### Text provided
»»
The U.S. Fish and Wildlife Service announced Wednesday it is doing a formal study to decide whether to do the experiment, and laying out the terms if it goes ahead.
GRANTS PASS — Federal biologists are designing an experiment to see if killing the aggressive barred owl that has invaded old growth forests of the Northwest would help the spotted owl, which is protected.
The U.S. Fish and Wildlife Service announced Wednesday it is doing a formal study to decide whether to do the experiment, and laying out the terms if it goes ahead. The study will be available for public comment and is expected to be completed by fall 2010.
"This is to be done experimentally so we can nail down whether, in fact, removing barred owls could improve spotted owl demographics, and also to look into the feasibility of doing that," said Fish and Wildlife biologist Robin Bown, who is overseeing the evaluation.
The spotted owl went from a seldom-seen denizen of old growth forests to the cover of Time magazine in the 1990s as environmentalists forced the federal government to cut back logging on Northwest national forests to protect its habitat.
Despite the cutbacks, spotted owls continue to decline, most steeply where there are high populations of more aggressive barred owls that are native to eastern North America.
Though killing one species to protect another is not uncommon — on the West Coast, for instance, ravens are poisoned to protect threatened snowy plovers — a small-scale experiment with killing barred owls in northern California in 2005 created an uproar.
So Fish and Wildlife held meetings with interest groups to consider the ethical and moral implications of a larger experiment, and secured their agreement to look into an experiment, Bown said.
"There is a range of opinions" among scientists and interest groups, said Bob Sallinger, conservation director of the Portland Audubon Society, who took part in the ethical discussion. "We are still struggling with where we come down.
««
### Record set
»»
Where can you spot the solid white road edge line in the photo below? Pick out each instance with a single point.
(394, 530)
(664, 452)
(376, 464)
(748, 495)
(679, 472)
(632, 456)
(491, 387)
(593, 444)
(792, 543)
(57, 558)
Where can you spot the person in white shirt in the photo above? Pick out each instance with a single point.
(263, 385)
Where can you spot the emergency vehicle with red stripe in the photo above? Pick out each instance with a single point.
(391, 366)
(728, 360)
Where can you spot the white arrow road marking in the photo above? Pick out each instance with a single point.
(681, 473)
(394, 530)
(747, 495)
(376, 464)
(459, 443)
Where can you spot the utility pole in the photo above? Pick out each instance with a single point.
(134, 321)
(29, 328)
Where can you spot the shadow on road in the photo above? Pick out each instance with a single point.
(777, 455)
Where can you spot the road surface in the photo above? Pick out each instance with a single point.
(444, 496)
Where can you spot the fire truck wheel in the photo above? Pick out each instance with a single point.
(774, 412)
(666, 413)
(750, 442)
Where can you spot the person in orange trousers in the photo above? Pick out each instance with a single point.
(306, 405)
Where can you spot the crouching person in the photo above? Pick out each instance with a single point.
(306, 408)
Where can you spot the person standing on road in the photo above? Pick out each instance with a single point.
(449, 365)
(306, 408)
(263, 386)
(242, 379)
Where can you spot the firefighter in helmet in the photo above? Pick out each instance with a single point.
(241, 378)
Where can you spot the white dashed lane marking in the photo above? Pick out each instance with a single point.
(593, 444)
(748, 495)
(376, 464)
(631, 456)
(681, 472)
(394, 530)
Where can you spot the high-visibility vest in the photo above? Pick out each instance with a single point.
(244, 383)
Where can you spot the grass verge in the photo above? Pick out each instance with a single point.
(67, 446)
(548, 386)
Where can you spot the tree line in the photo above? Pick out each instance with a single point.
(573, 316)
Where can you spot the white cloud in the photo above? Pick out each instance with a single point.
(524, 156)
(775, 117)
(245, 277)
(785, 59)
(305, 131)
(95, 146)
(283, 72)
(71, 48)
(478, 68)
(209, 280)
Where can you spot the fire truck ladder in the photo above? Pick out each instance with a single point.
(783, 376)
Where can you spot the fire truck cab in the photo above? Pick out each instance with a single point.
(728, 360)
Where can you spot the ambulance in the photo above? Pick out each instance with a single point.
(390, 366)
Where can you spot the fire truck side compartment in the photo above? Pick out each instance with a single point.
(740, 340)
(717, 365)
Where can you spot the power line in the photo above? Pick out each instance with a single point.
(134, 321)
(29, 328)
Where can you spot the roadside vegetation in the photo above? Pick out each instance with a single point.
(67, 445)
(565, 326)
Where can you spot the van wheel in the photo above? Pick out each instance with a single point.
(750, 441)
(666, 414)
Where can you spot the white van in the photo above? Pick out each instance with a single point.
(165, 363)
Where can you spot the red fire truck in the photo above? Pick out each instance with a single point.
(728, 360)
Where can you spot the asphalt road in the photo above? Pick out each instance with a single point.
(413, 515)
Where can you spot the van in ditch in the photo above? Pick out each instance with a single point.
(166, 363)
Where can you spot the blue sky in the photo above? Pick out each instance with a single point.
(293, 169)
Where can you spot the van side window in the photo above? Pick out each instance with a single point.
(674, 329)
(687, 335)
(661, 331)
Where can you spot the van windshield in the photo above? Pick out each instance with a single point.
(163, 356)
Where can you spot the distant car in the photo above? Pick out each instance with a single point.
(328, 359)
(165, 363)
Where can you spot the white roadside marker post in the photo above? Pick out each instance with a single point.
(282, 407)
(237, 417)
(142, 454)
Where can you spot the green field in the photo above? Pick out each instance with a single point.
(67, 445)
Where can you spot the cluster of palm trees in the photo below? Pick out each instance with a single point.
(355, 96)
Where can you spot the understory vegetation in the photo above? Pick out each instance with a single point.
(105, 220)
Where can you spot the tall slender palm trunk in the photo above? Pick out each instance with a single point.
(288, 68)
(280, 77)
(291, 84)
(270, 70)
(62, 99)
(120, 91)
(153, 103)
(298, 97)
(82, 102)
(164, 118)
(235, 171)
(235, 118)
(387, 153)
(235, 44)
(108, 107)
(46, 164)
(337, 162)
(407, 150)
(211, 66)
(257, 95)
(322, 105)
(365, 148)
««
### Activities
**a.** In the article about barred owls and spotted owls, when is the formal study expected to be finished?
**b.** Translate this sentence from the owl article into Spanish: "Despite the cutbacks, spotted owls continue to decline, most steeply where there are high populations of more aggressive barred owls that are native to eastern North America."
**c.** Quote the owl article starting with "Despite the cutbacks, spotted" and going on through "experiment, Bown said.".

### Numbered responses
**a.** By fall 2010.

**b.** A pesar de los recortes, los búhos moteados siguen disminuyendo, sobre todo donde hay grandes poblaciones de búhos barrados, más agresivos y originarios del este de América del Norte.

**c.**
Despite the cutbacks, spotted owls continue to decline, most steeply where there are high populations of more aggressive barred owls that are native to eastern North America.
Though killing one species to protect another is not uncommon — on the West Coast, for instance, ravens are poisoned to protect threatened snowy plovers — a small-scale experiment with killing barred owls in northern California in 2005 created an uproar.
So Fish and Wildlife held meetings with interest groups to consider the ethical and moral implications of a larger experiment, and secured their agreement to look into an experiment, Bown said.